ARTICLE:
__________

Michael bought a new computer. (One sentence, one clause)
Michael bought a new computer, but he still has the old one. (One sentence, two clauses)
Although he still has his old one, Michael now has a new computer. (One sentence, two clauses)
Definition:
An independent clause (or main clause) makes sense by itself. It expresses a complete thought.
Michael bought a new computer. (One independent clause)
Michael bought a new computer, but he still has the old one. [Two independent clauses (Coordinating conjunctions don't count as part of the clause.)]
Although he still has his old one, Michael now has a new computer. (Only the second clause is independent.)
Definition:
A dependent clause (or subordinate clause) does not make sense by itself. It does not express a complete thought.
Although he still has his old one. (Without the independent clause, a dependent clause is a sentence fragment.)

A dependent clause usually begins with a subordinating conjunction, a relative pronoun, or some other word that causes it to become dependent. A dependent clause will make sense only when attached to an independent clause.

Although he still has his old one. (Although is a subordinating conjunction.)
He still has his old one. (Without the conjunction, the clause becomes independent.)

Michael now has a new computer although he still has his old one. (Combined with an independent clause, the dependent clause makes sense.)

Dependent clauses can come after, before, or in the middle of the independent clause.

Michael now has a new computer although he still has his old one. (Dependent clause after an independent clause)

__________

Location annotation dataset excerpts

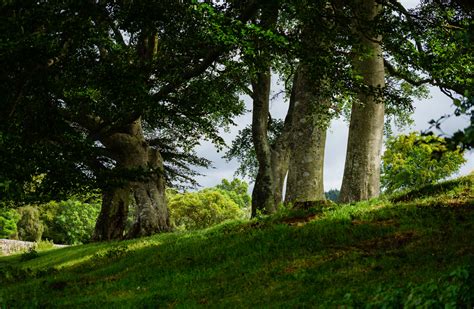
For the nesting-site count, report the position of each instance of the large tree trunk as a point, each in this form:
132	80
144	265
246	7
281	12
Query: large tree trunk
273	159
113	214
134	155
361	179
262	194
308	139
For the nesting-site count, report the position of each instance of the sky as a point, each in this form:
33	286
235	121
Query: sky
432	108
425	110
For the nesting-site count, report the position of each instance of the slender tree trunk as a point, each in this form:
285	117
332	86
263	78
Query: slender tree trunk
361	179
308	139
134	155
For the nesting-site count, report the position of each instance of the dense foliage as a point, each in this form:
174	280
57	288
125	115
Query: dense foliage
414	160
30	227
237	190
8	220
413	251
70	221
196	210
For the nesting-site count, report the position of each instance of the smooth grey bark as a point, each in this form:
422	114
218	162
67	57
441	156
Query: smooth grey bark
361	180
262	194
113	214
308	139
273	158
133	154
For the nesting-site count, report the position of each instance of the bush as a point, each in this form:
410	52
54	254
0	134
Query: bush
30	227
8	220
70	222
237	190
412	161
201	209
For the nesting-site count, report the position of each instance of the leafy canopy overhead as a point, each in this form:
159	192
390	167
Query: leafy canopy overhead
77	72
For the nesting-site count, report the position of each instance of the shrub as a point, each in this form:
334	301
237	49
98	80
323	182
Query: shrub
237	190
201	209
70	221
30	227
8	220
411	161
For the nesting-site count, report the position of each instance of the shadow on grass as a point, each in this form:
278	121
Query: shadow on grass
256	263
433	190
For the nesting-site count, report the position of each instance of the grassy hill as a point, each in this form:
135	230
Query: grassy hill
414	249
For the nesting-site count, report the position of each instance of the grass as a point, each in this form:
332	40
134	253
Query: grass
414	249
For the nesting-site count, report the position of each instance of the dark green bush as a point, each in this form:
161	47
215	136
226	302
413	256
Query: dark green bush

__________

TASK SET:
**1)** Decide whether each statement below agrees with the text on clauses, answering yes or no and quoting the words from the text that settle it. (a) A dependent clause expresses a complete thought. (b) Coordinating conjunctions count as part of the clause. (c) A dependent clause can come before the independent clause.
**2)** Translate this sentence from the text on clauses into Spanish: "A dependent clause will make sense only when attached to an independent clause."
**3)** Summarize the text on clauses in two sentences.
This data has no connection to the text on clauses.

SOLUTION SET:
**1)**
(a) No: "It does not express a complete thought."
(b) No: "Coordinating conjunctions don't count as part of the clause."
(c) Yes: "Dependent clauses can come after, before, or in the middle of the independent clause."

**2)** Una cláusula dependiente solo tendrá sentido cuando esté unida a una cláusula independiente.

**3)** An independent clause makes sense by itself and expresses a complete thought, while a dependent clause does not. A dependent clause usually begins with a subordinating conjunction, a relative pronoun, or another word that makes it dependent, and it makes sense only when attached to an independent clause.